AIM 1: From the tribunal order, reproduce the passage that begins at the words "Whether Press Reporter" and ends after the words "report or not?".
AIM 2: In the tribunal order, why do the appellants say the brand name belongs to them?

Custom, Excise & Service Tax Tribunal

M/S. Chirag Electronics & Others vs Cce, Delhi-Iv on 29 September, 2014

        

 
CUSTOMS, EXCISE & SERVICE TAX APPELLATE TRIBUNAL, 

WEST BLOCK NO.II, R.K. PURAM, NEW DELHI-110066.

BENCH-DB



Date of Hearing:  29.09.2014



E/Stay/61071-61074/2013 

E/60200-60203/2013EX[DB]



[Arising out of Order-in-Appeal No. 06/Comm/Fbd/CX/2013 dated 30.07.2013 passed by the Commissioner (Appeals), Central Excise, Delhi-iv]



For Approval & Signature :

		

Honble Mr. Justice G. Raghuram, President

Honble Mr. R.K. Singh, Member (Technical)

	

1.
Whether Press Reporter may be allowed to see the Order for publication as per Rule 27 of the CESTAT (Procedure) Rules, 1982?

2.
Whether it would be released under Rule 27 of the CESTAT (Procedure) Rules, 1982 for publication in any authoritative report or not?

3.
Whether their Lordships wish to see the fair copy of the order?

4.
Whether order is to be circulated to the Department Authorities?

	

M/s. Chirag Electronics & Others                   Appellant



      	

      Vs.

      

	

CCE, Delhi-IV                                              Respondent

Present for the Appellant : Shri Kalyan Singh & A. K. Mishra, Advocate Present for the Respondent: Shri Yashpal Sharma, DR FINAL ORDER NO. 53945-53948/2014 PER: R.K. Singh The appellants have filed stay applications alongwith appeals in these cases against Order-in-Original No. 06/Comm/Fbd/CX/2013 dated 30.07.2013 in terms of which demand of Rs. 1,42,82,986/- was confirmed alongwith interest and equal mandatory penalty against M/s. Chirag Electronics (C.E.) holding that M/s. Chirag Packing machines (Pvt.) Ltd. (CPMPL) was a dummy unit of the former and consequently clubbed their clearances. Penalties on others were also imposed. Some goods seized were also confiscated and option to pay redemption fine given.

2. Essentially the issues involved in these cases are as under:

(i) Whether the clearances of M/s. CPMPL are to be clubbed with clearances of M/s. CE.
(ii) Whether the goods manufactured by the appellants were having the brand name of some other person.
(iii) Whether the seizure was legal and proper.

3. The appellants (CE) have contended that:

(i) the brand name belongs to them as it is the name of a son in the family.
(ii) The adjudicating authority has wrongly clubbed the clearances of M/s. CE & M/s. CPMPL for charging duty and the value of the traded goods and exported goods has not been excluded while computing the impugned demand.
(iii) The seizure was not based on any sustainable ground and the semi finished goods can not be seized.

STORED ROWS:
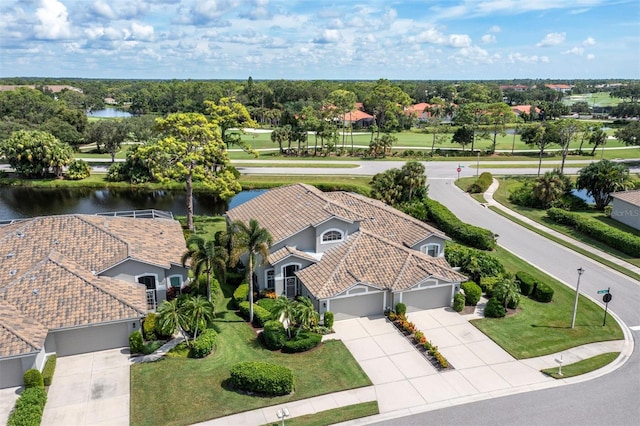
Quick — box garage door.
[55,323,133,356]
[402,285,453,312]
[328,292,384,321]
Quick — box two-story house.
[227,184,466,320]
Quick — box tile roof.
[0,302,47,358]
[324,191,449,246]
[611,189,640,207]
[296,231,466,298]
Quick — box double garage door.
[402,285,453,312]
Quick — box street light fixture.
[276,407,291,426]
[571,267,584,328]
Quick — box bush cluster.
[531,282,553,303]
[324,311,334,330]
[261,320,287,350]
[189,328,218,358]
[129,330,144,354]
[233,284,249,307]
[453,293,464,312]
[516,271,536,296]
[22,368,44,389]
[7,387,47,426]
[424,198,496,250]
[282,331,322,353]
[547,208,640,257]
[484,297,506,318]
[467,172,493,194]
[231,361,294,395]
[42,354,58,386]
[460,281,482,306]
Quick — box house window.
[322,229,344,243]
[420,244,440,257]
[266,269,276,290]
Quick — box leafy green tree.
[0,130,73,178]
[230,219,273,322]
[149,113,240,230]
[576,160,632,210]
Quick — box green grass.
[541,352,620,379]
[471,247,623,359]
[131,282,371,425]
[262,401,380,426]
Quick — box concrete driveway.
[42,348,131,426]
[332,308,553,416]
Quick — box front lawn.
[472,247,623,359]
[131,284,371,425]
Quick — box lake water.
[0,187,265,220]
[87,108,133,118]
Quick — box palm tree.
[293,297,320,330]
[182,235,229,300]
[180,296,216,340]
[231,219,273,322]
[271,295,298,338]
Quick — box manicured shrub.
[531,283,553,303]
[233,284,249,307]
[424,198,496,250]
[129,330,144,354]
[453,293,465,312]
[189,328,218,358]
[231,361,294,395]
[42,354,58,386]
[282,331,322,353]
[7,387,47,426]
[516,271,536,296]
[484,297,506,318]
[261,320,287,350]
[460,281,482,306]
[142,312,158,341]
[547,208,640,257]
[324,311,336,330]
[22,368,44,389]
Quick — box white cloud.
[480,34,496,44]
[35,0,71,40]
[536,33,567,47]
[508,52,549,64]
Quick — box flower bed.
[386,311,453,371]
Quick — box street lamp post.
[571,267,584,328]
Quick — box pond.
[0,187,266,220]
[87,108,133,118]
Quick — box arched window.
[321,229,344,243]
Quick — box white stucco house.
[611,189,640,230]
[0,215,187,388]
[227,184,466,320]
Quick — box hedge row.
[282,331,322,353]
[42,354,58,386]
[547,208,640,257]
[233,284,249,307]
[7,387,47,426]
[189,328,218,358]
[424,198,496,250]
[238,300,273,327]
[467,172,493,194]
[231,361,293,395]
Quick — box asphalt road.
[372,179,640,426]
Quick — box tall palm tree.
[231,219,273,322]
[182,235,229,300]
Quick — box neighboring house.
[611,189,640,230]
[227,184,466,319]
[0,215,187,388]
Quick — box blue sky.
[0,0,640,80]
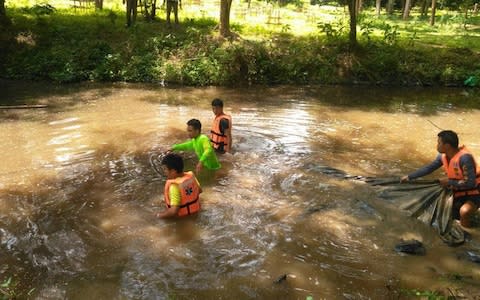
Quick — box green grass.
[0,0,480,85]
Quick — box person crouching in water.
[400,130,480,228]
[210,98,232,154]
[168,119,221,175]
[156,153,202,219]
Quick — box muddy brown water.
[0,82,480,299]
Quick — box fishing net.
[310,165,465,246]
[366,178,465,246]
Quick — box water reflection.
[0,84,480,299]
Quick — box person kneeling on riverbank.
[157,153,202,218]
[400,130,480,228]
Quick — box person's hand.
[438,178,448,187]
[195,162,203,174]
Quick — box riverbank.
[0,6,480,86]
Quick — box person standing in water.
[210,98,232,154]
[169,119,221,174]
[156,153,202,219]
[400,130,480,228]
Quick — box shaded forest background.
[0,0,480,86]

OUTPUT 1:
Whether Press Reporter may be allowed to see the Order for publication as per Rule 27 of the CESTAT (Procedure) Rules, 1982?

2.
Whether it would be released under Rule 27 of the CESTAT (Procedure) Rules, 1982 for publication in any authoritative report or not?

OUTPUT 2: It is the name of a son in the family.